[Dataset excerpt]
** Begin **
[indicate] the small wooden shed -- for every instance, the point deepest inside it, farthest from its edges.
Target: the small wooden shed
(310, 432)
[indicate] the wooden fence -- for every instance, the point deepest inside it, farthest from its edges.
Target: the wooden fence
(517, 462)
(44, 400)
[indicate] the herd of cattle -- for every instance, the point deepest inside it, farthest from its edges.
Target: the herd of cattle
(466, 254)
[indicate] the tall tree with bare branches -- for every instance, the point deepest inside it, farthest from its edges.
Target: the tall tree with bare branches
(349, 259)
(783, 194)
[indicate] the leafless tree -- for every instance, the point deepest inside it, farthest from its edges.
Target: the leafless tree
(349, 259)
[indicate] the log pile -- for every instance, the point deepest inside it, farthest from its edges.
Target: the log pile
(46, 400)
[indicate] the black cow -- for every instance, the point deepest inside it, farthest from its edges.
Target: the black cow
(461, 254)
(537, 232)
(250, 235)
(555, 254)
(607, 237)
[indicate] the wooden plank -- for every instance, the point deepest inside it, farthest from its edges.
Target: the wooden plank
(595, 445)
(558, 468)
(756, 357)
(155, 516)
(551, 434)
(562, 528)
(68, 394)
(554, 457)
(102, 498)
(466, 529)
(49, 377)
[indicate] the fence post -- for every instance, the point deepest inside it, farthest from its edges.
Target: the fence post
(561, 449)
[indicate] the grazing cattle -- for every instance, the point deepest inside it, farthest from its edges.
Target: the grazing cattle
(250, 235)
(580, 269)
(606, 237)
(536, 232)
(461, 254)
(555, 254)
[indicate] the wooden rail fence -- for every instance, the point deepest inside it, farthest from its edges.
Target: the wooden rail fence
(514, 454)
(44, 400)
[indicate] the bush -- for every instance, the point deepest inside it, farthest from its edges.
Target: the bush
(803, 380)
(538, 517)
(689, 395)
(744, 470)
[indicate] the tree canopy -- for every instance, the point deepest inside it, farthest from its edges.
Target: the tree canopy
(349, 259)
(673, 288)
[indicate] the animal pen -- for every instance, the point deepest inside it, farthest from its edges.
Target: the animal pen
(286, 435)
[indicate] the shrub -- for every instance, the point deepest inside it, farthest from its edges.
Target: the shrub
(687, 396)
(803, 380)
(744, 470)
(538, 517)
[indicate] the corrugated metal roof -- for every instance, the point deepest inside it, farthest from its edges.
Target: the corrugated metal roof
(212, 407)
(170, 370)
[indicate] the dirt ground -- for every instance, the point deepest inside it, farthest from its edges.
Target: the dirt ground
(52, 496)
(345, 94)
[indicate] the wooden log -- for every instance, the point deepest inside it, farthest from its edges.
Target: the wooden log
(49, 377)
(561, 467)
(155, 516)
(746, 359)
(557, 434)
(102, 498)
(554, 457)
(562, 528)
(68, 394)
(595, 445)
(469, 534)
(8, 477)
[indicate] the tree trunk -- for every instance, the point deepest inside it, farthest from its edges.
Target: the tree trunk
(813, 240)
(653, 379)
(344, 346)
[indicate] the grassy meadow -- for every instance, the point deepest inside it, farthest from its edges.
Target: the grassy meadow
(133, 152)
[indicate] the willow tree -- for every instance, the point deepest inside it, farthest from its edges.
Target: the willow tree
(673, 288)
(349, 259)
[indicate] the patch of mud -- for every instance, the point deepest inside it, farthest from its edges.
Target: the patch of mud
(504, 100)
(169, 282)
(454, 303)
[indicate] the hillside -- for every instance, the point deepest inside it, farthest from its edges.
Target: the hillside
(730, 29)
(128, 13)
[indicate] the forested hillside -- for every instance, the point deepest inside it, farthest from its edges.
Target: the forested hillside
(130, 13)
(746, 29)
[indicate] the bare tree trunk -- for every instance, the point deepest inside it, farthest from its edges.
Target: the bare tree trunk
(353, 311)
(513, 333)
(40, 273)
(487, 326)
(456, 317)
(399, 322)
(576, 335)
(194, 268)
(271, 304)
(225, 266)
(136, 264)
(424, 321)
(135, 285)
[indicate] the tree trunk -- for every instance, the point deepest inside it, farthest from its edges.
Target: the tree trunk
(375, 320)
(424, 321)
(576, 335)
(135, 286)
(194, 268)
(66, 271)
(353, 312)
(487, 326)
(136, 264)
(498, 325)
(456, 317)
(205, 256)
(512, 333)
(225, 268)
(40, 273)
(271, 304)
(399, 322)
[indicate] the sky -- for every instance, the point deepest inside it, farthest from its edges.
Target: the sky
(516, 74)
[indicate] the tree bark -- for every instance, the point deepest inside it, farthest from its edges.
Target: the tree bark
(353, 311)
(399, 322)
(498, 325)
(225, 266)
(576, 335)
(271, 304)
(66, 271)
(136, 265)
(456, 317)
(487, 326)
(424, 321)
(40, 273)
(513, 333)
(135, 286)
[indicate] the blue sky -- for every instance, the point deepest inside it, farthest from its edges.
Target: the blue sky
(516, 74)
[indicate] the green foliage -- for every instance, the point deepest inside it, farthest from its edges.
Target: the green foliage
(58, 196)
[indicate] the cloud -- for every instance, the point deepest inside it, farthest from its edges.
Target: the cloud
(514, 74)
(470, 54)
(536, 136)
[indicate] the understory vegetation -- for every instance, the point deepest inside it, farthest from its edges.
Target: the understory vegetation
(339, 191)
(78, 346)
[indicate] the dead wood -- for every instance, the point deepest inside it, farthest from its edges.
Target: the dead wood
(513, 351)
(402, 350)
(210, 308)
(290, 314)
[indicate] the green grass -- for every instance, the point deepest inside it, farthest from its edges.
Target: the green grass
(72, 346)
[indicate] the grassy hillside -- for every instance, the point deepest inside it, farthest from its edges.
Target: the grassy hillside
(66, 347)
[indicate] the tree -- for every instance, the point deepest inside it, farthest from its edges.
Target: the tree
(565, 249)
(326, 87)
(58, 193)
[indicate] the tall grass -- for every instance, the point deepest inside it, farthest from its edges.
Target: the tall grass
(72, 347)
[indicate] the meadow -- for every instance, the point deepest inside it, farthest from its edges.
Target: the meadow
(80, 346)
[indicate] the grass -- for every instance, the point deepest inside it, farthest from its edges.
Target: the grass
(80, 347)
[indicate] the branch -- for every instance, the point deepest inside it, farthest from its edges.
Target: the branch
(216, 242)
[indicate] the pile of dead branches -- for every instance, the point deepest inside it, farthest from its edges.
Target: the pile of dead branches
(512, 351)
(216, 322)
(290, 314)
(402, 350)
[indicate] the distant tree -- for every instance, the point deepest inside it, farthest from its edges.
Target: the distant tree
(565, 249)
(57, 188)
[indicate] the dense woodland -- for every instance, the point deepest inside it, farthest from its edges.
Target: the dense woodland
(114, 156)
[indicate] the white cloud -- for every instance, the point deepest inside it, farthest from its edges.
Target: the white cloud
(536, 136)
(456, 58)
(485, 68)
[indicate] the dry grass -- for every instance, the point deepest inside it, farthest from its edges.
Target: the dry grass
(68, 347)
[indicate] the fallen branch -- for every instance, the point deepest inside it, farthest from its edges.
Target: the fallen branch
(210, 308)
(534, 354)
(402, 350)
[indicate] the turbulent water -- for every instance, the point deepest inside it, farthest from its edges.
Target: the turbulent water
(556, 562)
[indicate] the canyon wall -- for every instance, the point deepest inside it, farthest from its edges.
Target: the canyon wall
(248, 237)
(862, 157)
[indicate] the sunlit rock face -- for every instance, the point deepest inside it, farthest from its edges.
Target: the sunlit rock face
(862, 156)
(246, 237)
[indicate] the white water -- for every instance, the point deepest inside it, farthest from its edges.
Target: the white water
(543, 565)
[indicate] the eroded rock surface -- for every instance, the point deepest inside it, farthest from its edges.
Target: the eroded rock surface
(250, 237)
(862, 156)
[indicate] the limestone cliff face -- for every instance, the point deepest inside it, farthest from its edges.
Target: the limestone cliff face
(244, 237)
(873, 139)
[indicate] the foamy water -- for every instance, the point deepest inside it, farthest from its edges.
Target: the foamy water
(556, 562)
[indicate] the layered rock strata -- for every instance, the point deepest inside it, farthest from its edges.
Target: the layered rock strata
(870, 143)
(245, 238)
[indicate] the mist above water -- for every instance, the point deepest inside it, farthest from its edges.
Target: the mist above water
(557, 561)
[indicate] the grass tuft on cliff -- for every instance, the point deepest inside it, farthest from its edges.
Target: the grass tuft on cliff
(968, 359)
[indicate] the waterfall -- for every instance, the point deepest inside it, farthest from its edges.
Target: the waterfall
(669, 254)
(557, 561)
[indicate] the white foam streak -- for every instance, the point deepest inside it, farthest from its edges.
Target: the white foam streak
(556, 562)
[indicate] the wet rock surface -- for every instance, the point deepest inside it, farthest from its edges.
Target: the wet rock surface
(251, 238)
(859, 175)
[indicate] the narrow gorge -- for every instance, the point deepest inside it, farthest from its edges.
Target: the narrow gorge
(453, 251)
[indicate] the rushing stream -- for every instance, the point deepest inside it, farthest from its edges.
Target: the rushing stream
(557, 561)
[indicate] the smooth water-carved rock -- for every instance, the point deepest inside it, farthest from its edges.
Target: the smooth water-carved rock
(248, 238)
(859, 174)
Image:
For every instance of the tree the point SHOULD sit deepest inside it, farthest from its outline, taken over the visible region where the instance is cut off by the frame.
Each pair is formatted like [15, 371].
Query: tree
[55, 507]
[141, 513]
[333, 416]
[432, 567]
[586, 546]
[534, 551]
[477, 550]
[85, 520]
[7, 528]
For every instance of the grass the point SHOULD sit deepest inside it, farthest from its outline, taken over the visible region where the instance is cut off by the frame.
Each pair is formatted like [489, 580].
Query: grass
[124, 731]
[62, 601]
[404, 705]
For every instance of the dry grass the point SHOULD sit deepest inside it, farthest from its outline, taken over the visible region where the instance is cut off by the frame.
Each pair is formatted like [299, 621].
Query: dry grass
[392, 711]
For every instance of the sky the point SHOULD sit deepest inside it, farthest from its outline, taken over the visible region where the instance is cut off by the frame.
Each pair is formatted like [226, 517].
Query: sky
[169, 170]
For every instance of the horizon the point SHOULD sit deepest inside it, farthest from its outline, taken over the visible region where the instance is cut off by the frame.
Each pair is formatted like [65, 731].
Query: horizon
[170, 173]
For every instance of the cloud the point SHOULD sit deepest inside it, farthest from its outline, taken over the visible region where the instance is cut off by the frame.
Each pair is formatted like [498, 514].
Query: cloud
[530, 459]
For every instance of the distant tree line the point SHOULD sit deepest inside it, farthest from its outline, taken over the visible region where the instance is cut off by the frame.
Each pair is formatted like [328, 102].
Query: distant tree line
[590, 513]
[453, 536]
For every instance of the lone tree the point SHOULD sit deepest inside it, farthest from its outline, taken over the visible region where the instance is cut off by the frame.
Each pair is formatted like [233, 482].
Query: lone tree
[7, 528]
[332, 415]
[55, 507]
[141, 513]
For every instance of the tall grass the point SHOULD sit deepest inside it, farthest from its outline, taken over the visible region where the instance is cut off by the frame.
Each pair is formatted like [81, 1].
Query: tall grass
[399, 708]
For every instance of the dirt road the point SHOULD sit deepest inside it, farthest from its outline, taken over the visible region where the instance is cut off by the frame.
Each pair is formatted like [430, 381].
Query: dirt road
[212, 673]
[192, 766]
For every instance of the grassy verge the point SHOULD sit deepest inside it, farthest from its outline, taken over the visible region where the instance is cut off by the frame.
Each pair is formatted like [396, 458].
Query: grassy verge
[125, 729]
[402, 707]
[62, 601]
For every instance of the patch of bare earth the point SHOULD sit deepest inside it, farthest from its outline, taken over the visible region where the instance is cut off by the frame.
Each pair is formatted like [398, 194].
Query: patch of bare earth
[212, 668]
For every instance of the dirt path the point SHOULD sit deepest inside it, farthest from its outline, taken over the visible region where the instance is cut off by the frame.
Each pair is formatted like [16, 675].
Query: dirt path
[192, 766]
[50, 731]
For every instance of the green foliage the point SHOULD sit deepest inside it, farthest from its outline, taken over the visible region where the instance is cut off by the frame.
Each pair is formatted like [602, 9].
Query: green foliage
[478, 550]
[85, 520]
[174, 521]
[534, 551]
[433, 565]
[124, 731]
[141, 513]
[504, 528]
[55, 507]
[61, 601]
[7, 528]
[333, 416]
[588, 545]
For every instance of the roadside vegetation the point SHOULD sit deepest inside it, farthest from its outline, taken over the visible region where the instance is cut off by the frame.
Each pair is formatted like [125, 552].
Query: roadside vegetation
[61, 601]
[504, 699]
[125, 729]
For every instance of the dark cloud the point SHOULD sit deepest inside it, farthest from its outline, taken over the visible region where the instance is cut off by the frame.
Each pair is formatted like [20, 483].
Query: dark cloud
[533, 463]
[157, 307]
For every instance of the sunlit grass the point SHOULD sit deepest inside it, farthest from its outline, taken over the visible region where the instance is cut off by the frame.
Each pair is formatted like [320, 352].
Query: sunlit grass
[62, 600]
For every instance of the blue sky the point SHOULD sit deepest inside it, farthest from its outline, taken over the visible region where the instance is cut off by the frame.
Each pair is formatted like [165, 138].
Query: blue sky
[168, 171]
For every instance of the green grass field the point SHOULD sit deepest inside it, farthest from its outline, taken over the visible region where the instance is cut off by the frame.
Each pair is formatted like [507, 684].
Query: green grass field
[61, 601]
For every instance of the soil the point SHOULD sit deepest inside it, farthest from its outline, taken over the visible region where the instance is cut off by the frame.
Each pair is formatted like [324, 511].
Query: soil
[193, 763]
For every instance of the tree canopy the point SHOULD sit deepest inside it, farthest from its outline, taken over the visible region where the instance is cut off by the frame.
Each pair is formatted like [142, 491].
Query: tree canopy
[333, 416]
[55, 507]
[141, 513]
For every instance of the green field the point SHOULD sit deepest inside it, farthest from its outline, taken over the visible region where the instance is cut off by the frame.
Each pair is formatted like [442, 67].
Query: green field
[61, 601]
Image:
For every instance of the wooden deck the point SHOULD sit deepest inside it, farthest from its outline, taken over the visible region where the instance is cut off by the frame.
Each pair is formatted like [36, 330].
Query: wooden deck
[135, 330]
** End **
Each line from the one containing "For every instance of the sunlit" to the final line of the entries above must be returned exactly, and no other line may appear.

For every instance of the sunlit grass the point SHOULD sit deepest inside it, farthest from its outline, taken over the visible region where the instance is cut off by the frame.
Each pair is formatted like [320, 352].
Query: sunlit grass
[62, 600]
For every instance of the blue sky the point SHOULD sit deepest inside it, farthest from its outline, taken over the visible region where the instance is cut off by the frame.
Each pair is formatted like [165, 138].
Query: blue sky
[168, 171]
For every instance of the green grass field the point SHOULD sit deepest inside it, farthest from its outline, taken over the visible region where the instance is cut off by the frame.
Each pair is formatted like [507, 684].
Query: green grass field
[61, 601]
For every instance of the soil the point SHOULD sit deepest inside it, farthest from its outline, taken over the visible region where the instance is cut off by the frame.
Each pair is formatted like [324, 511].
Query: soil
[193, 763]
For every instance of the tree canopy the point SHOULD sit deepest inside it, farthest from its outline, taken over the visible region where the instance is cut off by the frame.
Each pair is formatted like [142, 491].
Query: tree canopy
[333, 416]
[55, 507]
[141, 513]
For every instance of the green field the point SHOULD sit deepest inside it, farthest from its outline, taken over the visible region where the instance is cut off by the frame.
Each pair is formatted like [442, 67].
Query: green field
[61, 601]
Image:
For every instance of the wooden deck the point SHOULD sit deepest inside it, farthest from its outline, taken over the visible region where the instance is cut off by the frame.
Each pair is formatted like [36, 330].
Query: wooden deck
[135, 330]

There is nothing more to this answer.